• _Tasks to complete_:
(1) Answer these from the brouter networking text:
(a) What is the hybrid between a bridge configuration and a routed configuration called?
(b) Where was the original article found?
(c) What address does the bridge have?
(2) Pick up the brouter networking text after its last sentence and keep writing.

• _Source document_:
━━━━━━

Goggling around I found a different setup that is called brouter, that is a hybrid between a bridge configuration and a routed configuration. This is the original (??) article well hidden in an old suse wiki.

 
I've done few modifications here to add natting. So basically, all virtual interfaces connected each to one DomU are linked together by a bridge (xenbr0). The bridge with address 10.0.0.1 is also the router of the subnet. All DomU are configured to used dhcp that assigns a new ip and specifies the router of the subnet. The dhcp server is configured to answer requests only on the xenb0 interface avoiding problems on the public network...

━━━━━━

[Records of labeled points]

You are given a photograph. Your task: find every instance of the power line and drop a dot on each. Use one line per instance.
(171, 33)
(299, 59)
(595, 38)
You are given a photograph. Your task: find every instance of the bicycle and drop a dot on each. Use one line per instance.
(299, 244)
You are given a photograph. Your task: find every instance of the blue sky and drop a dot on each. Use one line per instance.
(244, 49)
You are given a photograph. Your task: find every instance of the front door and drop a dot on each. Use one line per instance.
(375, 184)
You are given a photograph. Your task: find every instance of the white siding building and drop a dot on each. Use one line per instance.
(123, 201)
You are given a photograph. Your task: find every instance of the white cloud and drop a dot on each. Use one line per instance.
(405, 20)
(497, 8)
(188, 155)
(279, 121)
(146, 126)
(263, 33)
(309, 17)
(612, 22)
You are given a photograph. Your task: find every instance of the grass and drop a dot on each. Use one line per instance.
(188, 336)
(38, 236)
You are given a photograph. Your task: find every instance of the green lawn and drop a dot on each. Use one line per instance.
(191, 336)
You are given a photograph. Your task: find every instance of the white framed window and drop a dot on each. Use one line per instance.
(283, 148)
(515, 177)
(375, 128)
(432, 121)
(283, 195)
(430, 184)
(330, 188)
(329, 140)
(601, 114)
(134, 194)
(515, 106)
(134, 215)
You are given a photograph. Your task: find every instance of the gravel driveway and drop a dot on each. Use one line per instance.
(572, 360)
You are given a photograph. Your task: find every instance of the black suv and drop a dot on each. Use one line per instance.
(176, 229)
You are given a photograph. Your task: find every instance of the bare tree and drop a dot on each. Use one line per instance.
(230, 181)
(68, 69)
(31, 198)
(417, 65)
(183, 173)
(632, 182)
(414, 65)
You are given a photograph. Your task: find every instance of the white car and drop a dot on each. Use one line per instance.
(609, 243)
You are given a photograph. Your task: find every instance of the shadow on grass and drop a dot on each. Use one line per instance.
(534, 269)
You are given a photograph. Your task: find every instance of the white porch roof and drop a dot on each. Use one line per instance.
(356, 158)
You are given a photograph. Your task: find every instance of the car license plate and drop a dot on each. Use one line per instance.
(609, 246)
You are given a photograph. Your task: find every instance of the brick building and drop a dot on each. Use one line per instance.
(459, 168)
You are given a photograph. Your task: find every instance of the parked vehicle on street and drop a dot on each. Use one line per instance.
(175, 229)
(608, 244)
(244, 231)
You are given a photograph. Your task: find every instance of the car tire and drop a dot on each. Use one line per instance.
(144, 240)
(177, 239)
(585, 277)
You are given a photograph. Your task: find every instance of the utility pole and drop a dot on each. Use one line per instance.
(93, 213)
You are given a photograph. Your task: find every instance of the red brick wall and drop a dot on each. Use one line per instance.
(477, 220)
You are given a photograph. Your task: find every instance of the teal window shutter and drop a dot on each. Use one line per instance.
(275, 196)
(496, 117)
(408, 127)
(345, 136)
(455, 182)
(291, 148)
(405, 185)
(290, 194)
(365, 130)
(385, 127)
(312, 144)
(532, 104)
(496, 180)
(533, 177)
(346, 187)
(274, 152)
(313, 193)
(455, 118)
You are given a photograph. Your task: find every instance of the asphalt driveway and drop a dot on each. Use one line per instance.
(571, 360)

━━━━━━

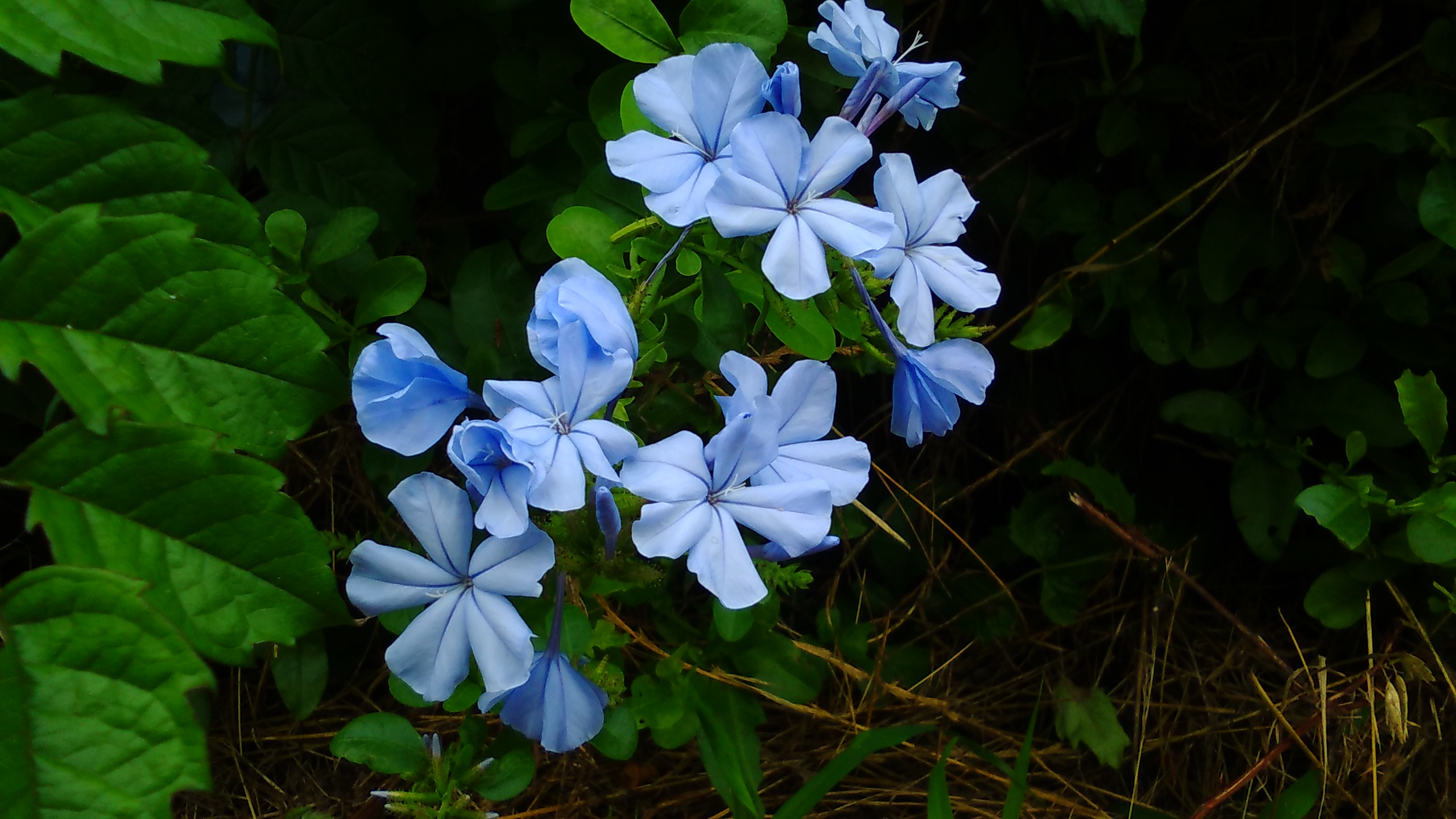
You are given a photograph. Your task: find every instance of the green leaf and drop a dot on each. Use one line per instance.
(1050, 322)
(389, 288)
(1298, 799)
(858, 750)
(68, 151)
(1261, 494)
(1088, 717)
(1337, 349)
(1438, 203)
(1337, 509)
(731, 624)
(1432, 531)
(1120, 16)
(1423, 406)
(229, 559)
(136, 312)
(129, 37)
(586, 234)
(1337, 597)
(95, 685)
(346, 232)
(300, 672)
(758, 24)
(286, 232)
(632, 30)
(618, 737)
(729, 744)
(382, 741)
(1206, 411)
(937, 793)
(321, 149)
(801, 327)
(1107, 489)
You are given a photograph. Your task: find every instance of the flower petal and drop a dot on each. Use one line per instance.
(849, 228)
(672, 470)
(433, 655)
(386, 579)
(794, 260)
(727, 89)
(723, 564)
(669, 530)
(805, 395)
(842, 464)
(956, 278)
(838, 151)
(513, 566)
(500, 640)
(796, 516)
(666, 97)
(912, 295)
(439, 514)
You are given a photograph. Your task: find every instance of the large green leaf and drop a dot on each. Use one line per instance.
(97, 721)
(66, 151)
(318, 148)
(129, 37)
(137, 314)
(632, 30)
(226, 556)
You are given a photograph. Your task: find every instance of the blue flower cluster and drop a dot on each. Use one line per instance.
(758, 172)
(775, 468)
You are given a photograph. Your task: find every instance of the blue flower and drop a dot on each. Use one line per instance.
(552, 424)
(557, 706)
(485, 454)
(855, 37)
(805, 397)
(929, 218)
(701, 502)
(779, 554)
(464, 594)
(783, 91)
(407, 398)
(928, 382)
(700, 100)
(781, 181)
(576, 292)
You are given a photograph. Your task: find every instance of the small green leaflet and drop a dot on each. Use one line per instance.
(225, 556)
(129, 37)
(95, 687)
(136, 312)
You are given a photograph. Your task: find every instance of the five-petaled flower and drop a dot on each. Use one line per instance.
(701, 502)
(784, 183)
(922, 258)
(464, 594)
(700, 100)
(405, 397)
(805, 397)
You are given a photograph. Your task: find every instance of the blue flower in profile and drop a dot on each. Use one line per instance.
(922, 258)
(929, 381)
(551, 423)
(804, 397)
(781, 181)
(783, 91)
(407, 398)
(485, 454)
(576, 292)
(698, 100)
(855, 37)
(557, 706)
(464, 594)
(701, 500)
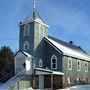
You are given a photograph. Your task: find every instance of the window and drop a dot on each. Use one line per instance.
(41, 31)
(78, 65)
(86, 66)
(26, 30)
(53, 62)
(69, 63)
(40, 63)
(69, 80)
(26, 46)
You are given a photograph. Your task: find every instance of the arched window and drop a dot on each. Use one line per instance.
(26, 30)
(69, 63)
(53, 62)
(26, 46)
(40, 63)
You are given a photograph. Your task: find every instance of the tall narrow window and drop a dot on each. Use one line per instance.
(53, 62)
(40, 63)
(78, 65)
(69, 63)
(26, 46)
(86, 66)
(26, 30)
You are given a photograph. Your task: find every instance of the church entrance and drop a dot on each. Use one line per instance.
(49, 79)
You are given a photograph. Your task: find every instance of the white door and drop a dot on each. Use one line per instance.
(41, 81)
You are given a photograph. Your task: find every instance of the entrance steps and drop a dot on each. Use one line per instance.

━━━━━━

• _Per-task outputs_:
(1)
(a) Brouter
(b) In an old suse wiki
(c) 10.0.0.1

(2)
routing is configured using iptables :

    iptables -t nat -A POSTROUTING -o ${netdev} -j MASQUERADE
    iptables -A FORWARD -i ${bridge} -j ACCEPT
    echo 1 >/proc/sys/net/ipv4/ip_forward
    /etc/init.d/isc-dhcp-server restart

Note that since the dhcp server is configured to give addresses only on the virtual network, we need to restart it after creating the bridge interface, otherwise isc-dhcp-server will refuse to run. Mum says that I should configure the bridge in /etc/network/interfaces to make the dhcp server happy at startup, but I felt a bit lazy, so I let to task to xen...

In the next episode, I'll add ipv6 connectivity to the virtual subnet and then start playing with puppet... ipv6 is almost done, puppet... I started with the doc...

The complete script from the suse wiki and with my modifications is below (only lightly tested):

#!/bin/sh
#============================================================================
# Default Xen network start/stop script.
# Xend calls a network script when it starts.
# The script name to use is defined in /etc/xen/xend-config.sxp
# in the network-script field.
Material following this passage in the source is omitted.